• What you should do
Substitute "trainer" for "sneaker" in the lines below and leave everything else unchanged. Leave the pictures out of your answer.

════════════════

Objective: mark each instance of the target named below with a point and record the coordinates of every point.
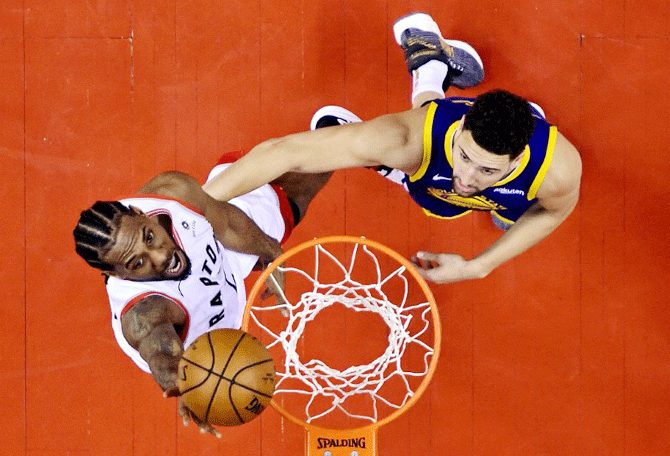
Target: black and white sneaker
(419, 36)
(330, 116)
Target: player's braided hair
(500, 122)
(94, 235)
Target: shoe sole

════════════════

• Task output
Objective: mark each instance of the target named below with a point and record the coordinates of every point.
Target: black and white trainer
(419, 36)
(330, 116)
Target: player's braided hair
(500, 122)
(94, 235)
Target: shoe sole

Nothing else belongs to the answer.